• [ARBEITSAUFTRAG 1] Gib den Teil des bereitgestellten Auszugs von „Das Bundesarbeitsgericht führt“ bis „vertraulich zu behandeln.“ wortgetreu wieder.
• [ARBEITSAUFTRAG 2] Was reicht laut dem Auszug über das Bundesarbeitsgericht aus, auch wenn es keine Betriebsvereinbarung gibt?

------ BEREITGESTELLTER AUSZUG ------

Das Bundesarbeitsgericht führt aber weiter aus, dass diese Frist ausnahmsweise überschritten werden darf, wenn „besondere Umstände “ vorliegen. Das könnte dann der Fall sein, wenn wie in diesem Verfahren die Arbeitgeberin einer betroffenen Person Vertraulichkeit zugesichert hat. Dabei spielt es nach Auffassung des Bundesarbeitsgerichts keine Rolle, ob eine Betriebsvereinbarung existiert, die den Betroffenen das zusichert. Es reiche aus, wenn die Arbeitgeberin den/der betroffenen Arbeitnehmer*in zugesagt habe, seine/ihre Beschwerde vertraulich zu behandeln.

------ VORLIEGENDE DATEN ------

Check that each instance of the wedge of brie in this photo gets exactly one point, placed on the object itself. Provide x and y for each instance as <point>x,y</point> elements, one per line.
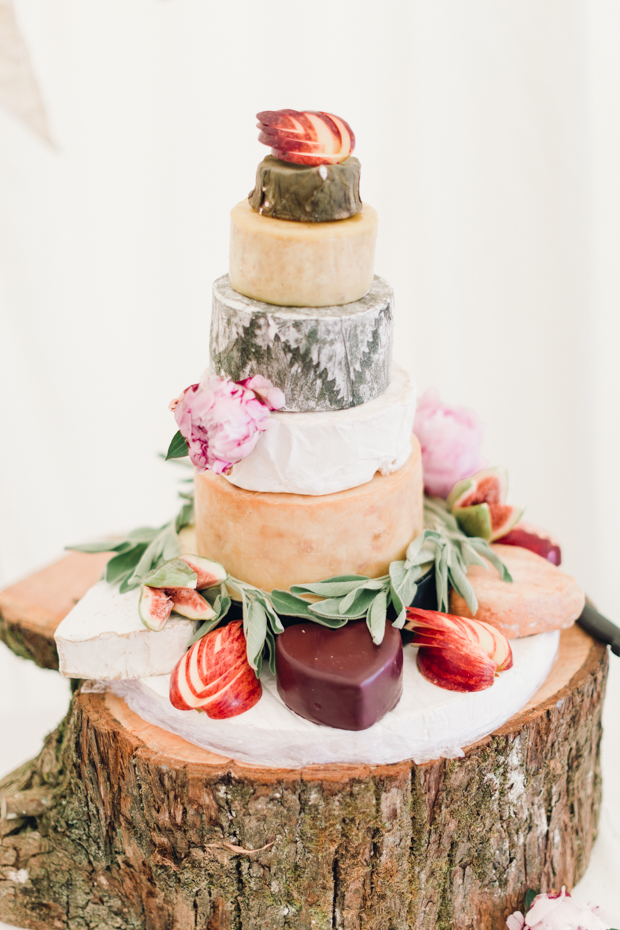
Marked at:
<point>104,638</point>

------

• [ERGEBNIS 1]
Das Bundesarbeitsgericht führt aber weiter aus, dass diese Frist ausnahmsweise überschritten werden darf, wenn „besondere Umstände “ vorliegen. Das könnte dann der Fall sein, wenn wie in diesem Verfahren die Arbeitgeberin einer betroffenen Person Vertraulichkeit zugesichert hat. Dabei spielt es nach Auffassung des Bundesarbeitsgerichts keine Rolle, ob eine Betriebsvereinbarung existiert, die den Betroffenen das zusichert. Es reiche aus, wenn die Arbeitgeberin den/der betroffenen Arbeitnehmer*in zugesagt habe, seine/ihre Beschwerde vertraulich zu behandeln.

• [ERGEBNIS 2] Es reicht aus, wenn die Arbeitgeberin der betroffenen Person zugesagt hat, ihre Beschwerde vertraulich zu behandeln.